──────── Textauszug ────────


    Schäfer-Noske: Das heißt, es könnte auch ein Franzose gewesen sein?

    Krohm: Ich gehe eher davon aus, dass es ein Franzose gewesen ist. Es spricht überhaupt nichts dafür, dass es ein Deutscher gewesen ist.

    Schäfer-Noske: Was ist denn nun in der Ausstellung zu sehen?

    Krohm: In der Ausstellung sehen sie also den Stifterchor mit dem Westchor, dem Marienchor des Naumburger Doms mit seinen Stifterdarstellungen, mit seiner großartigen Architektur, mit seiner Lettner-Architektur, Lettner-Skulptur und den Glasfenstern, dass wir hier also versuchen, all diese Elemente, die da zusammen gehören, die sich an einem Ort finden, auch einmal als Gesamtheit zu betrachten. Dann haben wir viele Hauptwerke im Original und, wenn es nicht ging, im Gipsabguss zusammengetragen von Werken, die mit dem Naumburger Meister in Verbindung gebracht worden sind. Vor allem sind dort die Hauptgruppen des Weltgerichts am West-Lettner des Domes von Mainz zu nennen, die kurz vor dem Naumburger Westchor entstanden ist. Dann sehen sie auch andere Werke, bei denen man diskutiert hat, ob sie schon mit der Tätigkeit des Naumburger Meisters beziehungsweise seiner Hütte etwas zu tun haben, zum Beispiel ein Apostel-Relief aus Metz und dergleichen. Aber wir wollen hier versuchen, vor allem auch ihn einzubetten in die Kathedral-Welt des 13. Jahrhunderts, und deswegen sind auch dort sämtliche Kathedral-Lettner Frankreichs, die sind fast alle zerstört, aber es gibt von den meisten, wie von Notre-Dame in Paris oder Bourges oder Amiens, Fragmente, und die werden allesamt in der unmittelbaren Umgebung im Dom mit dem Lettner von Naumburg gegenübergestellt.

    Schäfer-Noske: Das heißt, Sie bringen Sachen, die auch in Mainz heute sind, die in Metz sind beziehungsweise waren, mit diesem einen Naumburger Künstler auch in Verbindung. Woran machen Sie das fest?

────────

#### Arbeitsauftrag:
Woher stammen laut dem Interview über die Naumburger Ausstellung die Hauptgruppen des Weltgerichts, die kurz vor dem Naumburger Westchor entstanden? Die Einträge spielen hierfür keine Rolle.

──────── Datenübersicht ────────

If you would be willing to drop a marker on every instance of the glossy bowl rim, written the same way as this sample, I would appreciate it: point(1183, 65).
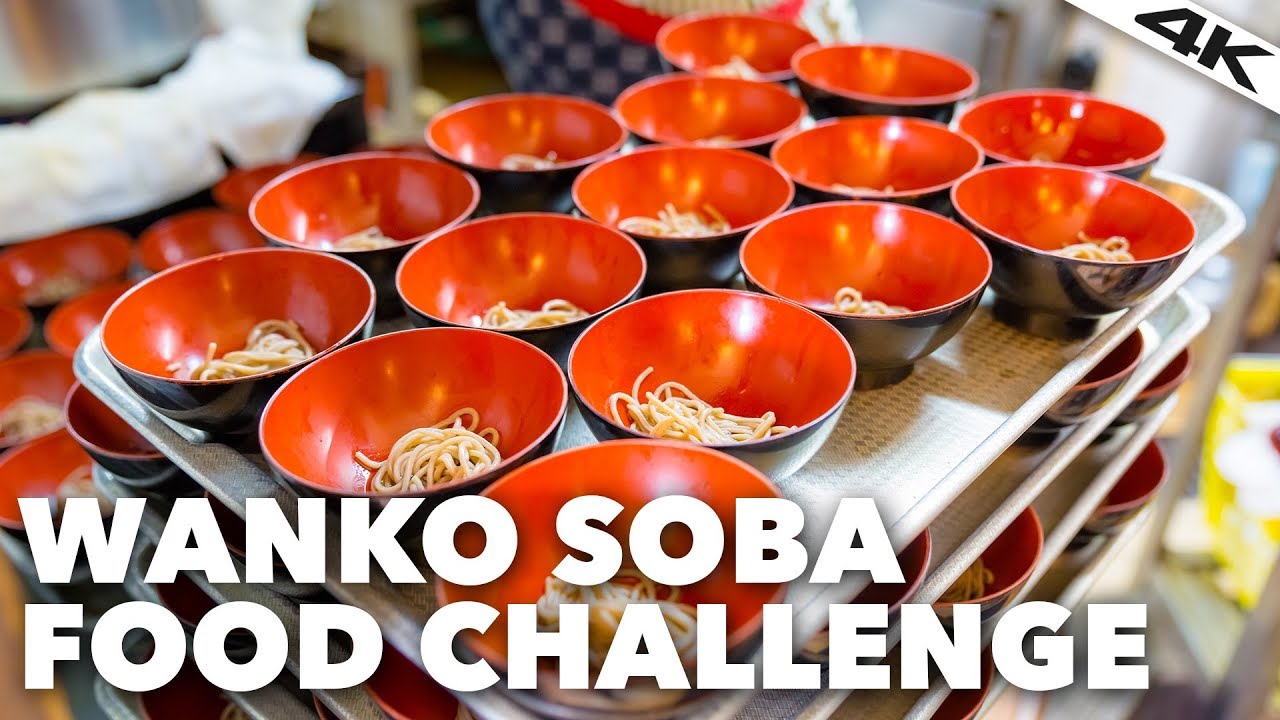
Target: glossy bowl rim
point(869, 119)
point(676, 149)
point(556, 217)
point(356, 156)
point(734, 639)
point(688, 77)
point(837, 314)
point(487, 477)
point(723, 447)
point(499, 98)
point(906, 101)
point(1088, 98)
point(187, 382)
point(984, 232)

────────

#### Erledigte Aufgabe:
Vom West-Lettner des Mainzer Doms.